■ **Objective**
Write out the brunch review below word for word, from "We've read other" down to "Sunday morning anyhow?".

— Begin Text —

We've read other blog posts on The Sparrow describing an all-you-can-eat brunch policy but there was no indication on the menu that such a thing was available on the morning we were there, our waitress didn't mention it either when she took our order. In any case, while an all-you-can-eat policy does have a certain draw to it, that's not what we came for and we don't really think people need to be eating all they can eat - it just seems a little excessive. As we read the menu over nothing was really jumping out at us as a "must-have", it all just seemed sort of regular. That being said, while we've seen more exciting menus, "regular" executed well has its own reliable merit and is never to be overlooked without a fair shake; how much excitement to you really need when you're hung-over on a Sunday morning anyhow?

Our first selection, the eggs Benedict came served with asparagus rather than meat and on a southern style biscuit rather than an English muffin. The eggs were perfectly poached, the hollandaise sauce was executed with textbook precision and the biscuit was surprisingly excellent. We only say surprisingly because our annual trips to St. Louis have taught us that so many restaurants in Montreal seem to make really poor biscuits by comparison. The dish was served with a side of tasty homemade tater tots, deep fried balls of loosely packed grated potato that would be accurately described as spherical latkas. They weren't greasy or salty, crisp on the outside and soft on the inside.

— End Text —
— Begin Dataset —

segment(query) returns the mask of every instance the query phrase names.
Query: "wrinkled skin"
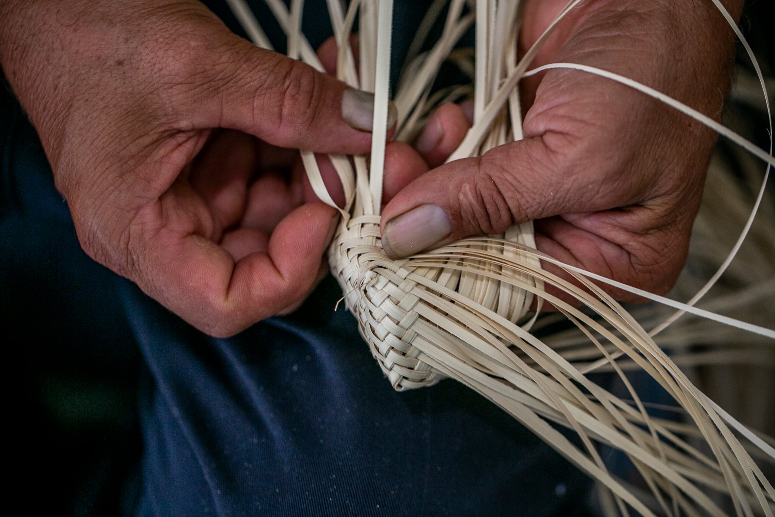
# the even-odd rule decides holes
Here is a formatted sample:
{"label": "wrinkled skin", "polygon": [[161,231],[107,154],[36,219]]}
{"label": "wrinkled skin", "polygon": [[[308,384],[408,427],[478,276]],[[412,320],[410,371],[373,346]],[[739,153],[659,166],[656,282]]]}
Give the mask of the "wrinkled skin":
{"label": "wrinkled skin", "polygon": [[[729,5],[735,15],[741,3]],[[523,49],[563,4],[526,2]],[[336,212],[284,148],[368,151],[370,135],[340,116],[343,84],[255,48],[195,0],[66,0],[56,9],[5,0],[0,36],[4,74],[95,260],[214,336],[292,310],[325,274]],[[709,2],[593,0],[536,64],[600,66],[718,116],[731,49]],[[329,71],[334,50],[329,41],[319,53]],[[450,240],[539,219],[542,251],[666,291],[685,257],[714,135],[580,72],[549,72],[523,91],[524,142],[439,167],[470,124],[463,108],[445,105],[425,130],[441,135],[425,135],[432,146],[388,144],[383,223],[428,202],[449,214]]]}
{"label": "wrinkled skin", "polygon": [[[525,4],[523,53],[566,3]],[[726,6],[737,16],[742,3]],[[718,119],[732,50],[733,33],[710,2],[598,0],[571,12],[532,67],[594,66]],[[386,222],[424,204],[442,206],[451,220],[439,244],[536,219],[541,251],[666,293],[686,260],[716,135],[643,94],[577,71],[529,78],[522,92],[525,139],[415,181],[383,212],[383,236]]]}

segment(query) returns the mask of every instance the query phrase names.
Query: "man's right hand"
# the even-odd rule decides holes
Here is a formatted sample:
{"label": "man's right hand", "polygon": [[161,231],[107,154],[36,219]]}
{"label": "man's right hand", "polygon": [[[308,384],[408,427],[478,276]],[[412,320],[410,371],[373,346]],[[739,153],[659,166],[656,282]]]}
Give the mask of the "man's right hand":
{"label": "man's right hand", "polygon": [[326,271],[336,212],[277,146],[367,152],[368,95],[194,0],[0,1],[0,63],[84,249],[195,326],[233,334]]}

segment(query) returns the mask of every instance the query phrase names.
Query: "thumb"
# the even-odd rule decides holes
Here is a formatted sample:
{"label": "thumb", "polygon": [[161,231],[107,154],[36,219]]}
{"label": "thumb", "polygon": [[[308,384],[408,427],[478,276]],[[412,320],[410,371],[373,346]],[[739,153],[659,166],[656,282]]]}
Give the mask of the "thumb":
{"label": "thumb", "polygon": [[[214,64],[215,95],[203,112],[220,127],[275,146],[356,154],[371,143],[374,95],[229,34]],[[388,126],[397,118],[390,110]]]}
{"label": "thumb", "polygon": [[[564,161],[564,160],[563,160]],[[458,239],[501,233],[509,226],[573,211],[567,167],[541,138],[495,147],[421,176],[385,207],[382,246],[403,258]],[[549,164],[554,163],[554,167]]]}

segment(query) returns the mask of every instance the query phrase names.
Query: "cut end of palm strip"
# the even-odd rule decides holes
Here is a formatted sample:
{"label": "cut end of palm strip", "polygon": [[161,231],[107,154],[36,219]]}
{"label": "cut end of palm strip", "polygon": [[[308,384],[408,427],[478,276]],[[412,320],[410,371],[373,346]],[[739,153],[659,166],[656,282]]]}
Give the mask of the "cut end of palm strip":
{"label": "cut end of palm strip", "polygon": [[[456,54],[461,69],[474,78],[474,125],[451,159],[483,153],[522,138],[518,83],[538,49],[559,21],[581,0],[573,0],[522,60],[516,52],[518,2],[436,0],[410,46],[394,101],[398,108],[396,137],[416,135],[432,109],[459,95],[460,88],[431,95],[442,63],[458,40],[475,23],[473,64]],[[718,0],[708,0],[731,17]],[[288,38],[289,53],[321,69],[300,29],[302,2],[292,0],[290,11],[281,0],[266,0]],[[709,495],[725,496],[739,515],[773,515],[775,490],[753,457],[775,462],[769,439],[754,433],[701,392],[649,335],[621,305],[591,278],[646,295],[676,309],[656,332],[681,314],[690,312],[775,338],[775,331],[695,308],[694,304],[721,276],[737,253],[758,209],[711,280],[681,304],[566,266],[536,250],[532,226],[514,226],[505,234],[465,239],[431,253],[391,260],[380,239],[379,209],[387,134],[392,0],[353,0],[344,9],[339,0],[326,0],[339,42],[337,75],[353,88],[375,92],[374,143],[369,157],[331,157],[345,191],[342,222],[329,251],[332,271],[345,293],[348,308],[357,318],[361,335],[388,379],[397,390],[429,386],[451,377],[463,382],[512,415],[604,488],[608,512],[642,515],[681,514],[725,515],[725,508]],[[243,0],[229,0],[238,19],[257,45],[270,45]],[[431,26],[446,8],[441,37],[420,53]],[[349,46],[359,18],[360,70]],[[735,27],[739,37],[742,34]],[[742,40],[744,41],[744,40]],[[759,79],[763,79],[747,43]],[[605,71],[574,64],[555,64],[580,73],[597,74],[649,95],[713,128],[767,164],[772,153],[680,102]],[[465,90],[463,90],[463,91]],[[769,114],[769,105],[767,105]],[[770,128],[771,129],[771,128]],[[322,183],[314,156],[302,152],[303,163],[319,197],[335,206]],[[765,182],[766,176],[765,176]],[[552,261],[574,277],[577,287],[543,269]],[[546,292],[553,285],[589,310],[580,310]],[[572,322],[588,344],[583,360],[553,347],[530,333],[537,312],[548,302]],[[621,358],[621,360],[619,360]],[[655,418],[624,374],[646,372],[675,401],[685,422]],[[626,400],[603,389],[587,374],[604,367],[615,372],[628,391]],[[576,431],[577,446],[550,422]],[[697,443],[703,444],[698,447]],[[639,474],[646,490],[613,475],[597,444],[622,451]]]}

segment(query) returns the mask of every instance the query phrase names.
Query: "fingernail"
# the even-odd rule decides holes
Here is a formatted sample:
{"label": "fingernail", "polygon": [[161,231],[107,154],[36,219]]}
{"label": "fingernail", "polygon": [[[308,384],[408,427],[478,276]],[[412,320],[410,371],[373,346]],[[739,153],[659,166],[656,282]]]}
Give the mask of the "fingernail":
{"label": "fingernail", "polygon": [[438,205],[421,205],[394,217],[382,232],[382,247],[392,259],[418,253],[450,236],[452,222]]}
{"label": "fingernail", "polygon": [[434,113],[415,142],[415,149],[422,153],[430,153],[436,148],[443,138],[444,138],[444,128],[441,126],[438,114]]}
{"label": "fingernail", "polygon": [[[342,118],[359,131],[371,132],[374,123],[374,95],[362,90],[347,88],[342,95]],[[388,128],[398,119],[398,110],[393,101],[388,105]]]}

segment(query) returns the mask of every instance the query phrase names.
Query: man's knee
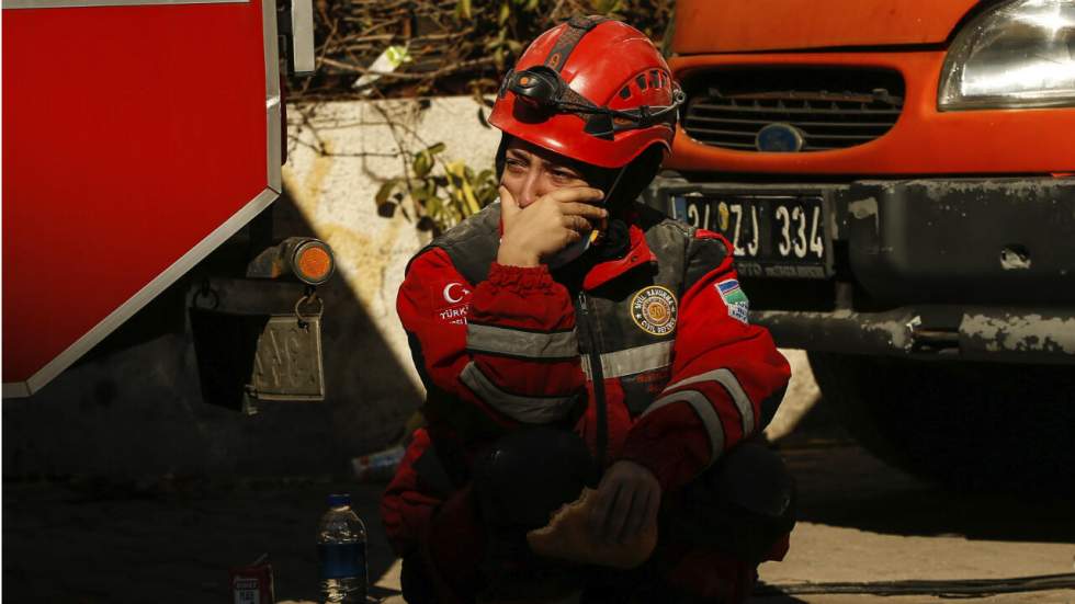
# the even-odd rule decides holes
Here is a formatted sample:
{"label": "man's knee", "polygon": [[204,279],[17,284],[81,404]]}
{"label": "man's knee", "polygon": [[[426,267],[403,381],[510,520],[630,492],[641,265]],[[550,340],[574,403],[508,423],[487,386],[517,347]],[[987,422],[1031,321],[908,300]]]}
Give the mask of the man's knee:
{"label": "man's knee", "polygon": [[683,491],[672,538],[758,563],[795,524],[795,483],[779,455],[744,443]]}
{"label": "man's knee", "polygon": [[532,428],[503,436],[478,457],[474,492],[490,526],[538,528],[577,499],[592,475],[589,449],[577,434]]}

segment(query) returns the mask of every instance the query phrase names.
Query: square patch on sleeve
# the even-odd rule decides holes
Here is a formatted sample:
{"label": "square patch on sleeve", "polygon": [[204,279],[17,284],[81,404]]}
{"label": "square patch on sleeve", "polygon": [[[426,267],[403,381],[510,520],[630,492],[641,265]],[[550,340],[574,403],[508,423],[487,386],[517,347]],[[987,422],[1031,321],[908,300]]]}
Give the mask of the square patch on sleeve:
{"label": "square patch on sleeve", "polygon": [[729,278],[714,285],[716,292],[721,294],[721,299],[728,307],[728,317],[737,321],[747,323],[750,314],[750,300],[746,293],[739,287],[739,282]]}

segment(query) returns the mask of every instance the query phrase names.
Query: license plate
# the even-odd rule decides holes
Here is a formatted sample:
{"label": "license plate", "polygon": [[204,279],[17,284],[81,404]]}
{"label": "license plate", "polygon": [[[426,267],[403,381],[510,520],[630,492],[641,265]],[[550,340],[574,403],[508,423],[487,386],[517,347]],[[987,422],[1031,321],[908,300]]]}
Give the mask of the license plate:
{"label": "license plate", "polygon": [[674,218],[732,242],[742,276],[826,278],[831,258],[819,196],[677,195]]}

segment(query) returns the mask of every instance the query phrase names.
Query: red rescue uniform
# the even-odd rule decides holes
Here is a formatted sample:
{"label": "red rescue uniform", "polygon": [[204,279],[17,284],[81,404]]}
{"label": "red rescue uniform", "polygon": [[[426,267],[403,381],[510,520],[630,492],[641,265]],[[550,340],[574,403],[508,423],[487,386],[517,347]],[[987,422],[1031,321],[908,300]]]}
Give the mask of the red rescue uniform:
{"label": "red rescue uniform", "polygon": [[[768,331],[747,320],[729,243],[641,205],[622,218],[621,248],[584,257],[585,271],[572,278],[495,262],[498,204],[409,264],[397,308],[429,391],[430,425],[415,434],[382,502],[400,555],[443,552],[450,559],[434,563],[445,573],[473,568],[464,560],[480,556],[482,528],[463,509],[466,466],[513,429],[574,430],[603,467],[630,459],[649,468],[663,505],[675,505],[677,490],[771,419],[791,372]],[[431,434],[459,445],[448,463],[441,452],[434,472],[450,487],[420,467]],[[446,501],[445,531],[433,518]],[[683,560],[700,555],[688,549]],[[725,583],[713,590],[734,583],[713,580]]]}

— End Dataset —

■ **Response**
We've read other blog posts on The Sparrow describing an all-you-can-eat brunch policy but there was no indication on the menu that such a thing was available on the morning we were there, our waitress didn't mention it either when she took our order. In any case, while an all-you-can-eat policy does have a certain draw to it, that's not what we came for and we don't really think people need to be eating all they can eat - it just seems a little excessive. As we read the menu over nothing was really jumping out at us as a "must-have", it all just seemed sort of regular. That being said, while we've seen more exciting menus, "regular" executed well has its own reliable merit and is never to be overlooked without a fair shake; how much excitement to you really need when you're hung-over on a Sunday morning anyhow?